■ **Problem statement**:
Express the lines of the items below as a JSON list of strings, one string per line with blank lines omitted. Begin at the line containing "Locate the glass jar in" and continue through the final line of the items, including both ends.

** Start Materials provided **

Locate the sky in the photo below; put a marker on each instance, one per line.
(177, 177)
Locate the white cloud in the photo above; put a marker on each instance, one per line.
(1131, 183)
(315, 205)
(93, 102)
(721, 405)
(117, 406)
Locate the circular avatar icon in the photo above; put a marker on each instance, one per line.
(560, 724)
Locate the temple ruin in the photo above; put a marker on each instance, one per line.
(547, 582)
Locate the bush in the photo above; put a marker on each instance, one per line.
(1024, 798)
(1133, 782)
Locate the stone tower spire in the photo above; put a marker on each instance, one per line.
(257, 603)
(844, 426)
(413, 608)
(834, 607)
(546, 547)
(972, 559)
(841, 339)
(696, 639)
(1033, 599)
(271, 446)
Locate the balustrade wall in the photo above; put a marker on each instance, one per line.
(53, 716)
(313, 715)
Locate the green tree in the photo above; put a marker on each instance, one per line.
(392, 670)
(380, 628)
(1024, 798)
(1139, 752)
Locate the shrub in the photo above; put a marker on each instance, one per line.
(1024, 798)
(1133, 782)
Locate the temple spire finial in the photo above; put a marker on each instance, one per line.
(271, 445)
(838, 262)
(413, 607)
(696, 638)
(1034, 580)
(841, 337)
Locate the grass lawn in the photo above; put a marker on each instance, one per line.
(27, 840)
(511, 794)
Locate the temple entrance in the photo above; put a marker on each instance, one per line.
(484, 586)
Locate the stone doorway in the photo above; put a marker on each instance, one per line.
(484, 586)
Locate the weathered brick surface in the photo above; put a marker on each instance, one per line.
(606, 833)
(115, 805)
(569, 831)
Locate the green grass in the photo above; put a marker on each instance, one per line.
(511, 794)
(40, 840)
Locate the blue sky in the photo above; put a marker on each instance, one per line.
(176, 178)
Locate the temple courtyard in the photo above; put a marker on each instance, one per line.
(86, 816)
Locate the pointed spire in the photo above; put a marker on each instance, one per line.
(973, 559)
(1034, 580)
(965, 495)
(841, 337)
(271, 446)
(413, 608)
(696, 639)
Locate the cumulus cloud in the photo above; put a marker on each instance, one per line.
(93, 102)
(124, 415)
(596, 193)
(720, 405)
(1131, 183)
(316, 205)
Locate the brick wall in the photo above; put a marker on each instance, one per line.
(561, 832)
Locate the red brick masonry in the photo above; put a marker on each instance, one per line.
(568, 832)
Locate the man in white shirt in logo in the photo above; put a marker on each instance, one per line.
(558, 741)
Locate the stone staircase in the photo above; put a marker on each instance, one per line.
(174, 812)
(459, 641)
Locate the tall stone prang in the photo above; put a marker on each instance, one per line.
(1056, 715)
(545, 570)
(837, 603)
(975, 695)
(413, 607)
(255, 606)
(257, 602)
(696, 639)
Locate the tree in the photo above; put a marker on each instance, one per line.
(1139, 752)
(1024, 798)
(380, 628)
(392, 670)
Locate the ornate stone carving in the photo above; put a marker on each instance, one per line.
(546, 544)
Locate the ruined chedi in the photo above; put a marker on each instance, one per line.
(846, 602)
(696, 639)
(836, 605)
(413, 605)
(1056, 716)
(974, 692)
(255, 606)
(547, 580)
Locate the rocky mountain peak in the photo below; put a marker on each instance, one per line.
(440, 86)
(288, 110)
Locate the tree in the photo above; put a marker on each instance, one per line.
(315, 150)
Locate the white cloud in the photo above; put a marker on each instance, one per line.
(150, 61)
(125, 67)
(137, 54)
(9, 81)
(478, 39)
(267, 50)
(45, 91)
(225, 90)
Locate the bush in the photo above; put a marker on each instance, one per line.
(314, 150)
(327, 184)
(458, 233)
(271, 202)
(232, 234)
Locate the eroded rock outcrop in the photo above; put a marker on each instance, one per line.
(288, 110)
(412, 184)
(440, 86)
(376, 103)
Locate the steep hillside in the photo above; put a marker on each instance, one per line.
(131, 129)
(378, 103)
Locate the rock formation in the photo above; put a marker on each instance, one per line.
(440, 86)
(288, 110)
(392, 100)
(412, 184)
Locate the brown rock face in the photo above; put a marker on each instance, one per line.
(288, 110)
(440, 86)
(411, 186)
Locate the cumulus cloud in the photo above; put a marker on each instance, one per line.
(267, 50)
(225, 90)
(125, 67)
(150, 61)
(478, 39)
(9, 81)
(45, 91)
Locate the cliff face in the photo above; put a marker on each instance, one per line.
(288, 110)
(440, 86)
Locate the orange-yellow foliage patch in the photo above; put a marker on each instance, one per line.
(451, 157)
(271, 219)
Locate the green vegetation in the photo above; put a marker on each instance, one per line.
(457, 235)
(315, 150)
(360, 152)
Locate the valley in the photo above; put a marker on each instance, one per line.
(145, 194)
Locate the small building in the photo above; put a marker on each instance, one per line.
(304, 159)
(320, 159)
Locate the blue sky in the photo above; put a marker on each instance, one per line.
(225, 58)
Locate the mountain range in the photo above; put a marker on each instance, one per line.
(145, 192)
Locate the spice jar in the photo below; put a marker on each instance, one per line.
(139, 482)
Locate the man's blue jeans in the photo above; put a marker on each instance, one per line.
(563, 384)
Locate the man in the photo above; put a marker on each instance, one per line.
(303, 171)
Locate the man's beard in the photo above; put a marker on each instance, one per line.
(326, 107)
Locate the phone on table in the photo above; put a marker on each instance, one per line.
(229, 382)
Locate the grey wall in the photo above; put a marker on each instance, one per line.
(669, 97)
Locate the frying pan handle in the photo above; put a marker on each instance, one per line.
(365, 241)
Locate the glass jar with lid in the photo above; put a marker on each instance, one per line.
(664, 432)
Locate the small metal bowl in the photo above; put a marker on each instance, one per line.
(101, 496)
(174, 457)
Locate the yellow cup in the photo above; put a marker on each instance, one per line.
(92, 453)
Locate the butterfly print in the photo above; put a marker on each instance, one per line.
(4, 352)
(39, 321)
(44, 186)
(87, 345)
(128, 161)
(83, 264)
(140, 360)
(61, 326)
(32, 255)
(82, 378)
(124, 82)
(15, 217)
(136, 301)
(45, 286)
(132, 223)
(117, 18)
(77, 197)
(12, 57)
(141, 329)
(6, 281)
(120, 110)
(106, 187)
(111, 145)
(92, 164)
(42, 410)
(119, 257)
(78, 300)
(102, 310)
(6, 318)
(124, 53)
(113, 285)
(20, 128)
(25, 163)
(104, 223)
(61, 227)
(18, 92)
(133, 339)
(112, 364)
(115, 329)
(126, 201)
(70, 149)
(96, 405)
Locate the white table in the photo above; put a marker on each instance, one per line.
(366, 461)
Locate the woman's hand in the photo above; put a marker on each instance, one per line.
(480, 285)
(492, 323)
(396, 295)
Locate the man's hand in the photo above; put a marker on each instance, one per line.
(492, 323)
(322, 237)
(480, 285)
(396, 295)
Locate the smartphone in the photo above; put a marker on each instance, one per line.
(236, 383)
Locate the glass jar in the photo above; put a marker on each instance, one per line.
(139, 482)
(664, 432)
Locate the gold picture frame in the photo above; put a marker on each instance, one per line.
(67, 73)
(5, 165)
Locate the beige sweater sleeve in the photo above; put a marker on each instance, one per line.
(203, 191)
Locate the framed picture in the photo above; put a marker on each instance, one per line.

** End Materials provided **

■ **Answer in full**:
[
  "Locate the glass jar in the photo above; put a marker on each instance, one per line.",
  "(139, 482)",
  "(664, 432)",
  "Locate the gold picture frame in the photo above; put a marker on each instance, one per line.",
  "(67, 73)",
  "(5, 165)",
  "Locate the beige sweater sleeve in the photo above; put a marker on each instance, one per line.",
  "(203, 191)",
  "Locate the framed picture in the photo above; put a marker on each instance, one per line."
]